## AIM OF THE TASK:
Copy each of the following lines verbatim, with no changes.

## SUPPLIED INFORMATION:
** begin **

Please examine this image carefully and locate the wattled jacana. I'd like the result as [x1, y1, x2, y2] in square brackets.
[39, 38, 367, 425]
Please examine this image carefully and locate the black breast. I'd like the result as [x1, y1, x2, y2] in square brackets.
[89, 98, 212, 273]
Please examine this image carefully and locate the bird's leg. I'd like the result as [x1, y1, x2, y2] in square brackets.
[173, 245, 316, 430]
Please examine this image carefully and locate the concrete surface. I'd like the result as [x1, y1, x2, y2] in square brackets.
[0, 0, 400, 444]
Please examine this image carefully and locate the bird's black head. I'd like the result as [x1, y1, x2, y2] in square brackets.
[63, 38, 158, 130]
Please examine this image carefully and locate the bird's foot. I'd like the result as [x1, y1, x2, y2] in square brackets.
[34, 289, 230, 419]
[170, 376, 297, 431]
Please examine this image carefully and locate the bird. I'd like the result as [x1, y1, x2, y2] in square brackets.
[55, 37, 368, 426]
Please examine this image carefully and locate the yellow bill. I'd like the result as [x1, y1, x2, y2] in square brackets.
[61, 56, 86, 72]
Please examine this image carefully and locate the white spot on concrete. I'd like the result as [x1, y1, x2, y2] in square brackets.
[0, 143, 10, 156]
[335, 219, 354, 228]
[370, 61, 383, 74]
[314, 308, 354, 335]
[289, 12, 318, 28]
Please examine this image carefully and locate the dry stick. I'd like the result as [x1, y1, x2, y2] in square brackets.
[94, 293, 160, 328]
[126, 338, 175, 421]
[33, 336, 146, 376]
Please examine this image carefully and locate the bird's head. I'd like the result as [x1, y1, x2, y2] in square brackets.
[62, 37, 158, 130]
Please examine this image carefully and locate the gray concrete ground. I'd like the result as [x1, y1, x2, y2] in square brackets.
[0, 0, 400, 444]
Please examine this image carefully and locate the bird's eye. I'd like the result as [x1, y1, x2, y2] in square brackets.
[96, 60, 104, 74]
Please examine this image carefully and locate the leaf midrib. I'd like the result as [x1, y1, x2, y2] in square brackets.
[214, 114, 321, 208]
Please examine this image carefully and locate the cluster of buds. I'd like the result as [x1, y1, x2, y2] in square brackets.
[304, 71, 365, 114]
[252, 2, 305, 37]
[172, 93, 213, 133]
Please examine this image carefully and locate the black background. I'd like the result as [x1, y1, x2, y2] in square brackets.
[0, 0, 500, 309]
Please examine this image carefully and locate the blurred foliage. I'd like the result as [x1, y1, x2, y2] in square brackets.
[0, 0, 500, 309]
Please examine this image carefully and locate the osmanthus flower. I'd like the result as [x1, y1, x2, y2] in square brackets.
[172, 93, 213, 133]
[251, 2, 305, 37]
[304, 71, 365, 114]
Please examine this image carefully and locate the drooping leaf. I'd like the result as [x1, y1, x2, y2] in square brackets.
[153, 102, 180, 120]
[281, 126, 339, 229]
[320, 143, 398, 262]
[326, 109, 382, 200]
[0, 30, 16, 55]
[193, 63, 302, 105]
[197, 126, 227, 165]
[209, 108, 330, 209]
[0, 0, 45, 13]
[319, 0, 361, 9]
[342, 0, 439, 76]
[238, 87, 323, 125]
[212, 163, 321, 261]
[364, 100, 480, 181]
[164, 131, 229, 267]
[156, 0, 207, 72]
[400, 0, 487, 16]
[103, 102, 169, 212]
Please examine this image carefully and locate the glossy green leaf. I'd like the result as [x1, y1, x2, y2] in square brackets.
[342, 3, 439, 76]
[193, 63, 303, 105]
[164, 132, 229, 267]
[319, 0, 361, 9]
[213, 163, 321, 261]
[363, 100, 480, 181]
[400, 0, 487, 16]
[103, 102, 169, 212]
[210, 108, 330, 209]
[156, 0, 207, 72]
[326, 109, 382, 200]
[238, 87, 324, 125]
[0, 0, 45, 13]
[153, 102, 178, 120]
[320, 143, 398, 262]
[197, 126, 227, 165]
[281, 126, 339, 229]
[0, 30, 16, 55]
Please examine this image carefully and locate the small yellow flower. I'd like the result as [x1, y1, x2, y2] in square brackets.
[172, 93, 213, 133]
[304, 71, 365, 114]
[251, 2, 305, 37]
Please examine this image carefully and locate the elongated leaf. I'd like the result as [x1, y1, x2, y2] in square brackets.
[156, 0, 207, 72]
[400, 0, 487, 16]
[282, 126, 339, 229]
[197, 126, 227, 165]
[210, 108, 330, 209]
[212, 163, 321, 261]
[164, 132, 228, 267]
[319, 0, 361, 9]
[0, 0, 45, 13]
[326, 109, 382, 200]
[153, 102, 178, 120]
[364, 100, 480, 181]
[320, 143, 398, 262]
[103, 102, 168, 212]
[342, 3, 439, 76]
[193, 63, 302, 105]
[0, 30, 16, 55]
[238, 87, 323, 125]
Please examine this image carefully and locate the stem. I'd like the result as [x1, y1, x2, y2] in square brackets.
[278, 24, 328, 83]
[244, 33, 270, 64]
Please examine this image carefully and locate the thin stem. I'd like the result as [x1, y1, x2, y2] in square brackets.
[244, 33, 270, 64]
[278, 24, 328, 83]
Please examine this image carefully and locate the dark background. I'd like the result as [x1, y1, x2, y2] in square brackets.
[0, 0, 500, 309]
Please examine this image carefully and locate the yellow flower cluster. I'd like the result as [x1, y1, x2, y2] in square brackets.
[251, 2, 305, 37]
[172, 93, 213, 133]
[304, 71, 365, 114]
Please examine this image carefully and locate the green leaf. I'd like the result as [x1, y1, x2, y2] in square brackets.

** end **

## EXERCISE ANSWER:
Please examine this image carefully and locate the wattled jacana. I'd like the result as [x1, y1, x2, y2] in square brackets.
[39, 38, 367, 425]
Please examine this image carefully and locate the black breast. I'd like the result as [x1, y1, x2, y2] in square brackets.
[89, 98, 212, 273]
Please examine this image carefully and locate the bird's leg. I'd like the result as [x1, y1, x2, y2] in square brackets.
[173, 245, 316, 430]
Please examine this image carefully and locate the concrete surface. I'd like the result as [x1, y1, x2, y2] in square brackets.
[0, 0, 400, 444]
Please examine this image carefully and locate the bird's black head. I'd like the result as [x1, y1, x2, y2] in square brackets.
[63, 38, 158, 130]
Please examine this image carefully and locate the bird's foot. I'd like the result as [x1, y1, x2, y2] in square brackets.
[34, 289, 230, 419]
[170, 376, 297, 431]
Please examine this image carefully and locate the bird. I'd like the result as [x1, y1, x2, y2] in square brackets.
[55, 37, 368, 426]
Please examine this image carefully and locate the yellow bill. I'd like the result as [x1, y1, x2, y2] in square brackets.
[61, 56, 86, 72]
Please examine this image carefully and locate the white spot on concrete. I'd like the result as [x1, y1, x2, y2] in square brackets.
[0, 143, 10, 156]
[335, 219, 354, 228]
[370, 61, 383, 74]
[314, 308, 354, 335]
[289, 12, 318, 28]
Please examine this image carefully and locate the dry stick. I'd like the result as [x1, y1, x2, y2] in square brackets.
[94, 293, 160, 328]
[126, 338, 175, 421]
[33, 336, 146, 376]
Please examine this image carefully and locate the bird's head. I'd like the result as [x1, y1, x2, y2] in square brackets.
[62, 37, 158, 130]
Please examine this image carefully and locate the gray concrete ground. I'd like the result as [x1, y1, x2, y2] in square brackets.
[0, 0, 400, 444]
Please examine this image carefully and locate the bird's eye. I'd like the result as [x1, y1, x2, y2] in square brackets.
[96, 60, 104, 74]
Please examine this image carefully and locate the leaf midrib. I'd like the result as [x1, y1, x2, y2] in square brackets.
[214, 114, 321, 208]
Please examine this image carefully and locate the cluster of buds. I'd like the result as [x1, y1, x2, y2] in square brackets.
[304, 71, 365, 114]
[252, 2, 305, 37]
[172, 93, 213, 133]
Please examine this image carefully and locate the black background. I'd like the result as [x1, y1, x2, y2] in square brackets.
[0, 0, 500, 309]
Please examine this image carefully and locate the blurred foliage. I'd like the result as [x1, y1, x2, y2] in square brackets.
[0, 0, 500, 309]
Please examine this image carefully and locate the osmanthus flower. I'd like the result as [x1, y1, x2, y2] in square brackets.
[172, 93, 213, 133]
[251, 2, 305, 37]
[304, 71, 365, 114]
Please examine this image carefully and locate the drooping leaf. I'd like the result as [x1, y1, x2, y2] in square brackets.
[153, 102, 180, 120]
[281, 126, 339, 229]
[320, 143, 398, 262]
[326, 109, 382, 200]
[0, 30, 16, 55]
[193, 63, 302, 105]
[197, 126, 227, 165]
[209, 108, 330, 209]
[0, 0, 45, 13]
[319, 0, 361, 9]
[342, 0, 439, 76]
[238, 87, 323, 125]
[212, 163, 321, 261]
[364, 100, 480, 181]
[164, 131, 229, 267]
[156, 0, 207, 72]
[400, 0, 487, 16]
[103, 102, 169, 212]
Please examine this image carefully and locate the glossy green leaf. I'd like the result as [x1, y1, x2, y2] in square brackets.
[342, 3, 439, 76]
[193, 63, 303, 105]
[164, 132, 229, 267]
[319, 0, 361, 9]
[213, 163, 321, 261]
[363, 100, 480, 181]
[400, 0, 487, 16]
[103, 102, 169, 212]
[210, 108, 330, 209]
[156, 0, 207, 72]
[326, 109, 382, 200]
[238, 87, 324, 125]
[0, 0, 45, 13]
[153, 102, 178, 120]
[320, 143, 398, 262]
[197, 126, 227, 165]
[281, 126, 339, 229]
[0, 30, 16, 55]
Please examine this image carefully and locate the small yellow flower. I'd like the result as [x1, y1, x2, y2] in square brackets.
[172, 93, 213, 133]
[304, 71, 365, 114]
[251, 2, 305, 37]
Please examine this image carefully and locate the elongated leaf. I'd like the result as [x1, y1, x2, y2] in square brackets.
[156, 0, 207, 72]
[400, 0, 487, 16]
[282, 126, 339, 229]
[197, 126, 227, 165]
[210, 108, 330, 209]
[212, 163, 321, 261]
[164, 132, 228, 267]
[319, 0, 361, 9]
[0, 0, 45, 13]
[326, 109, 382, 200]
[153, 102, 178, 120]
[364, 100, 480, 181]
[320, 143, 398, 262]
[103, 102, 168, 212]
[342, 3, 439, 76]
[193, 63, 302, 105]
[0, 30, 16, 55]
[238, 87, 323, 125]
Please examine this image carefully and locate the stem. I'd like the result as [x1, y1, x2, y2] in square brackets.
[278, 24, 328, 83]
[244, 33, 270, 64]
Please examine this image carefully and locate the thin stem. I'd like the result as [x1, y1, x2, y2] in square brackets.
[244, 33, 270, 64]
[278, 24, 328, 83]
Please examine this image carefully and locate the dark background. I'd like the result as [x1, y1, x2, y2] in square brackets.
[0, 0, 500, 309]
Please examine this image carefully and locate the yellow flower cluster. I'd like the result as [x1, y1, x2, y2] in square brackets.
[251, 2, 305, 37]
[172, 93, 213, 133]
[304, 71, 365, 114]
Please examine this image carefully and locate the green leaf. I'd like the result as [x1, y1, x2, y2] in square brackets.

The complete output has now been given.